**Challenge**.
Please present as a Markdown table, with columns Row and Line, only the lines starting with the line containing "For every instance of the man" and going on through the line containing "Target: man in dark jacket", blank lines left out.

[Data taken from a collection]
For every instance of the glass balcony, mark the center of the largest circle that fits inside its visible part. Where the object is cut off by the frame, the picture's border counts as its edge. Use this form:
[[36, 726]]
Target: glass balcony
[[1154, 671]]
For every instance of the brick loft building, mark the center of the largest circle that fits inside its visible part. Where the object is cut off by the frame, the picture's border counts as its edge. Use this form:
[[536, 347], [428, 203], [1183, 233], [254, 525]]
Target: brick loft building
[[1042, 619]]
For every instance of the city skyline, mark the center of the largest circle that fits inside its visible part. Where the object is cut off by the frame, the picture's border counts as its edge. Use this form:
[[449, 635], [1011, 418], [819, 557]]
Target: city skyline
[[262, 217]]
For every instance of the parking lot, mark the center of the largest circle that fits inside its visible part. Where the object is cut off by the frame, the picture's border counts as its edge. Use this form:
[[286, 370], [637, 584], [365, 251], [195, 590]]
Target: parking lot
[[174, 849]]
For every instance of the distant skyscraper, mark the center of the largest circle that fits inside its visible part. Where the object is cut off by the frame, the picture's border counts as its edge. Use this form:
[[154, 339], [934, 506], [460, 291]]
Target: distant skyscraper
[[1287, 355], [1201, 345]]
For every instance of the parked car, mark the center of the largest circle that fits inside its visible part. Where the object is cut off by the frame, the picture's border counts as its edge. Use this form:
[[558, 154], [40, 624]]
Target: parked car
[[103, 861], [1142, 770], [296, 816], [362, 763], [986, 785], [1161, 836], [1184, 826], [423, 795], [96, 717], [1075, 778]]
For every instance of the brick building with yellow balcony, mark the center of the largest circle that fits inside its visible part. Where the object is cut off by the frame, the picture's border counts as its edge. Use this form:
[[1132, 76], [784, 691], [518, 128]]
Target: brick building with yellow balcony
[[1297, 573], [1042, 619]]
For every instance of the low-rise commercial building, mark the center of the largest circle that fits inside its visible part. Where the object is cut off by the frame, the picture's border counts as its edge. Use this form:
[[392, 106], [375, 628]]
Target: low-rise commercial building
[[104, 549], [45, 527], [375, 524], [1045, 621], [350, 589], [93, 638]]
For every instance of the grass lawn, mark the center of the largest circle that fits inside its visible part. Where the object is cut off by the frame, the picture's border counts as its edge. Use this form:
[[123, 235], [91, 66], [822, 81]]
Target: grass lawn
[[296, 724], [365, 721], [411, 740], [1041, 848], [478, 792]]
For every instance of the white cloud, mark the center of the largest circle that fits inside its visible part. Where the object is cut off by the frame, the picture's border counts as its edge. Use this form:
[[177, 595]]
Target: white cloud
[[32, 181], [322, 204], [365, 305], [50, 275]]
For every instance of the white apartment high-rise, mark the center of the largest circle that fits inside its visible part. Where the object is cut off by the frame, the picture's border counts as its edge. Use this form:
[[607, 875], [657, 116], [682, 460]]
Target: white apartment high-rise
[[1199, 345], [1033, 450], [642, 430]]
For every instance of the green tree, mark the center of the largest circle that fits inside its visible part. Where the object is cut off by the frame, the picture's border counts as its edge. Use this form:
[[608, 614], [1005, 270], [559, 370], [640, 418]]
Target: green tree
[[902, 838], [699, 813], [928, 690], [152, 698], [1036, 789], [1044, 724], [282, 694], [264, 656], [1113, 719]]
==
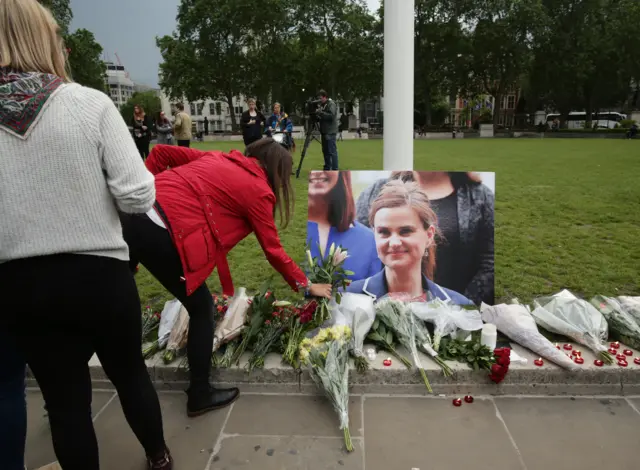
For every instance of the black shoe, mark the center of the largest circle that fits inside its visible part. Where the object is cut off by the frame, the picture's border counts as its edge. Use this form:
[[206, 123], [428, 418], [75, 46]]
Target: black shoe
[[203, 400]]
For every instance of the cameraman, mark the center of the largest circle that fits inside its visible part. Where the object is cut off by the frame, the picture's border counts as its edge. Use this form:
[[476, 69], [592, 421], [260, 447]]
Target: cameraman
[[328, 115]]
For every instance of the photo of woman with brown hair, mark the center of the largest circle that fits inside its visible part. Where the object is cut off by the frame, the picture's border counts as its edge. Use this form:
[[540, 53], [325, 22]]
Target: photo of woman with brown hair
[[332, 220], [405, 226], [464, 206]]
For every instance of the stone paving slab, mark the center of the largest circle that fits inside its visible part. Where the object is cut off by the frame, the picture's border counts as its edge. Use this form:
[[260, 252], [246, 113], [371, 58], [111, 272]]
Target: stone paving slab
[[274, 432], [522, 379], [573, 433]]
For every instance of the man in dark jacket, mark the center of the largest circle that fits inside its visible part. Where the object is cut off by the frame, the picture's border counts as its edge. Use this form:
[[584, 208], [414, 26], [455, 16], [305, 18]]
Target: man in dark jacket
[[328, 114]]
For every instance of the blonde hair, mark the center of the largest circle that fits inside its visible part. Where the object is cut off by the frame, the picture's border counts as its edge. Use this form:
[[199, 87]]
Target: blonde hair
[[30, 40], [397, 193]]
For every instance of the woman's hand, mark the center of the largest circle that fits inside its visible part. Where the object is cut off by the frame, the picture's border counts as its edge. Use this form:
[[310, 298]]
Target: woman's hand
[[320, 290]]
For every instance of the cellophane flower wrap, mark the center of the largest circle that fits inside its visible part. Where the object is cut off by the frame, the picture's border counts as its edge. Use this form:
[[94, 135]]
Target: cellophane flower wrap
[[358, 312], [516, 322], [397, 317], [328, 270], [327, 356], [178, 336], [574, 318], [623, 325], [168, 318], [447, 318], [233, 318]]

**Final result**.
| Row | Line |
|---|---|
| 1 | For every instance of the man in dark jacket, mark the center of the largest circle that fits inside its visible part. Where the object is cut off by the frame, the picture's border counts as its edge. Use this form: |
| 2 | [[584, 208], [414, 26], [455, 16], [305, 18]] |
| 3 | Target: man in dark jacket |